To delete an SNS topic:

  1. Go to Monitoring > SNS Topic.

    A list of SNS topics appears.

  2. Click the row or the SNS topic name to select it.

  3. In the top toolbar, click Delete.

    The Delete Topic dialog opens, displaying the topic name and ID.

    Caution

    If the topic is connected to any alarms, those alarms are listed in the the Delete Topic dialog.

    Before proceeding with the SNS topic deletion, it is recommended to check the alarm and verify that the deletion of the topic should proceed.

    Connected alarms’ Notification tabs should be updated. See Modifying an Alarm.

  4. To confirm deletion of the selected topic, in the Delete Topic dialog click Delete.

    The Delete Topic dialog closes, and the alarm row disappears from the Monitoring > SNS Topics list.

System

The Monitoring > System screen to enables monitoring the real-time health and status of platform services. It provides a visual summary of service state and a detailed service events breakdown view.

Monitoring System screen layout

The Monitoring > System screen includes:

  • A left control pane for filtering and display options

  • A service overview panel (top)

  • A Service events panel (bottom)

Monitoring System screen default view

By default:

  • Services are grouped by Group.

  • Tiles are colored by Status.

  • Active services appear in green.

▶ Excerpted data:
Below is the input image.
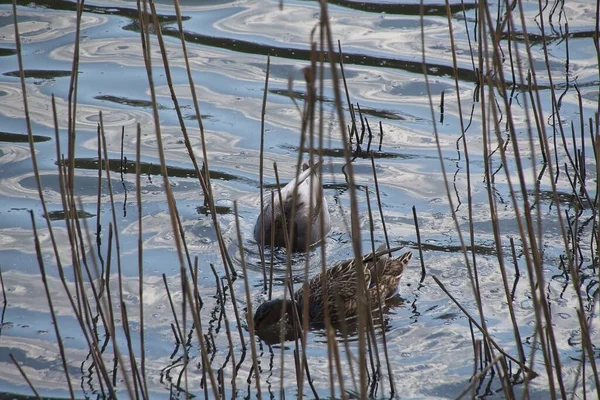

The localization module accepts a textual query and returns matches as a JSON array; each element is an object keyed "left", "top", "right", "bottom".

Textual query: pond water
[{"left": 0, "top": 0, "right": 600, "bottom": 399}]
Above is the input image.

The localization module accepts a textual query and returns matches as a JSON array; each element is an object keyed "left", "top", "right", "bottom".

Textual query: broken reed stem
[
  {"left": 9, "top": 353, "right": 41, "bottom": 400},
  {"left": 365, "top": 188, "right": 396, "bottom": 398},
  {"left": 258, "top": 55, "right": 274, "bottom": 290},
  {"left": 338, "top": 39, "right": 356, "bottom": 143},
  {"left": 162, "top": 274, "right": 185, "bottom": 344},
  {"left": 169, "top": 0, "right": 237, "bottom": 276},
  {"left": 12, "top": 1, "right": 114, "bottom": 397},
  {"left": 367, "top": 151, "right": 392, "bottom": 253},
  {"left": 233, "top": 201, "right": 262, "bottom": 399},
  {"left": 267, "top": 190, "right": 275, "bottom": 300},
  {"left": 210, "top": 264, "right": 237, "bottom": 395},
  {"left": 455, "top": 356, "right": 504, "bottom": 399},
  {"left": 413, "top": 206, "right": 427, "bottom": 283},
  {"left": 0, "top": 265, "right": 8, "bottom": 304},
  {"left": 481, "top": 2, "right": 572, "bottom": 398},
  {"left": 138, "top": 0, "right": 220, "bottom": 398},
  {"left": 440, "top": 0, "right": 487, "bottom": 354},
  {"left": 135, "top": 123, "right": 148, "bottom": 395},
  {"left": 432, "top": 275, "right": 538, "bottom": 377},
  {"left": 320, "top": 11, "right": 367, "bottom": 398},
  {"left": 25, "top": 210, "right": 75, "bottom": 398}
]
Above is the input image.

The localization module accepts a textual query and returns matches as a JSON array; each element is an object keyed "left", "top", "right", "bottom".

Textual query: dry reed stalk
[
  {"left": 258, "top": 55, "right": 275, "bottom": 290},
  {"left": 28, "top": 210, "right": 75, "bottom": 398},
  {"left": 138, "top": 1, "right": 220, "bottom": 398},
  {"left": 13, "top": 5, "right": 119, "bottom": 394},
  {"left": 365, "top": 188, "right": 396, "bottom": 397},
  {"left": 8, "top": 353, "right": 41, "bottom": 400},
  {"left": 320, "top": 2, "right": 367, "bottom": 399},
  {"left": 481, "top": 3, "right": 572, "bottom": 398},
  {"left": 66, "top": 0, "right": 83, "bottom": 195},
  {"left": 412, "top": 206, "right": 427, "bottom": 283},
  {"left": 0, "top": 265, "right": 8, "bottom": 304},
  {"left": 210, "top": 266, "right": 237, "bottom": 394},
  {"left": 136, "top": 123, "right": 148, "bottom": 395},
  {"left": 440, "top": 0, "right": 487, "bottom": 346},
  {"left": 170, "top": 0, "right": 237, "bottom": 276},
  {"left": 233, "top": 201, "right": 262, "bottom": 400},
  {"left": 366, "top": 151, "right": 392, "bottom": 250}
]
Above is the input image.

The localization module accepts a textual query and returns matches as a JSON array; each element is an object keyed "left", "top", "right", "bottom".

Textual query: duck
[
  {"left": 254, "top": 162, "right": 331, "bottom": 251},
  {"left": 253, "top": 245, "right": 412, "bottom": 340}
]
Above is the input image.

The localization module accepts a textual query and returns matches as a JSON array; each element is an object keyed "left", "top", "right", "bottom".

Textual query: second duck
[{"left": 254, "top": 163, "right": 331, "bottom": 251}]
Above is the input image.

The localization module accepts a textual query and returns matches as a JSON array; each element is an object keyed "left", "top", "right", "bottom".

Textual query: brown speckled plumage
[
  {"left": 254, "top": 245, "right": 412, "bottom": 331},
  {"left": 294, "top": 245, "right": 412, "bottom": 322}
]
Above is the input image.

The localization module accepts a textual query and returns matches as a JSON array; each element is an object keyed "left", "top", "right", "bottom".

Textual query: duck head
[{"left": 254, "top": 299, "right": 302, "bottom": 344}]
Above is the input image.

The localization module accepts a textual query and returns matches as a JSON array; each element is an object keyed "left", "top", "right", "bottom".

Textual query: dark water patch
[
  {"left": 44, "top": 210, "right": 96, "bottom": 221},
  {"left": 269, "top": 89, "right": 333, "bottom": 104},
  {"left": 68, "top": 158, "right": 258, "bottom": 187},
  {"left": 500, "top": 30, "right": 597, "bottom": 46},
  {"left": 279, "top": 145, "right": 422, "bottom": 160},
  {"left": 163, "top": 27, "right": 477, "bottom": 82},
  {"left": 318, "top": 0, "right": 477, "bottom": 17},
  {"left": 94, "top": 95, "right": 166, "bottom": 110},
  {"left": 183, "top": 113, "right": 214, "bottom": 121},
  {"left": 388, "top": 81, "right": 454, "bottom": 96},
  {"left": 196, "top": 205, "right": 233, "bottom": 217},
  {"left": 19, "top": 174, "right": 99, "bottom": 196},
  {"left": 0, "top": 47, "right": 17, "bottom": 57},
  {"left": 360, "top": 105, "right": 406, "bottom": 119},
  {"left": 7, "top": 0, "right": 190, "bottom": 23},
  {"left": 253, "top": 63, "right": 359, "bottom": 81},
  {"left": 0, "top": 131, "right": 52, "bottom": 143},
  {"left": 2, "top": 69, "right": 71, "bottom": 80}
]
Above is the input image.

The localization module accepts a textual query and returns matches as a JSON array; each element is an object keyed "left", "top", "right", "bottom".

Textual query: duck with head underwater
[
  {"left": 254, "top": 163, "right": 331, "bottom": 251},
  {"left": 254, "top": 245, "right": 412, "bottom": 339}
]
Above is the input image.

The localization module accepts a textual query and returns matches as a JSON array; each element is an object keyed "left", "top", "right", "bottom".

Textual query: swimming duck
[
  {"left": 254, "top": 163, "right": 331, "bottom": 251},
  {"left": 254, "top": 245, "right": 412, "bottom": 339}
]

▶ Your objective: Extract the entire monitoring text without changing a word. The material comes from a separate source.

▶ Written response:
To delete an SNS topic:

  1. Go to Monitoring > SNS Topic.

    A list of SNS topics appears.

  2. Click the row or the SNS topic name to select it.

  3. In the top toolbar, click Delete.

    The Delete Topic dialog opens, displaying the topic name and ID.

    Caution

    If the topic is connected to any alarms, those alarms are listed in the the Delete Topic dialog.

    Before proceeding with the SNS topic deletion, it is recommended to check the alarm and verify that the deletion of the topic should proceed.

    Connected alarms’ Notification tabs should be updated. See Modifying an Alarm.

  4. To confirm deletion of the selected topic, in the Delete Topic dialog click Delete.

    The Delete Topic dialog closes, and the alarm row disappears from the Monitoring > SNS Topics list.

System

The Monitoring > System screen to enables monitoring the real-time health and status of platform services. It provides a visual summary of service state and a detailed service events breakdown view.

Monitoring System screen layout

The Monitoring > System screen includes:

  • A left control pane for filtering and display options

  • A service overview panel (top)

  • A Service events panel (bottom)

Monitoring System screen default view

By default:

  • Services are grouped by Group.

  • Tiles are colored by Status.

  • Active services appear in green.